Required work
Copy all records verbatim.

╭──

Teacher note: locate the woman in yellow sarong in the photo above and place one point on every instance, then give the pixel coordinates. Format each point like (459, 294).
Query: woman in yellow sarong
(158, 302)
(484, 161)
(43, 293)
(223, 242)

╰──

Task result
Teacher note: locate the woman in yellow sarong in the photo above and place one point on every instance, then give the pixel coordinates. Format each point like (459, 294).
Query: woman in yellow sarong
(158, 302)
(484, 161)
(43, 293)
(223, 242)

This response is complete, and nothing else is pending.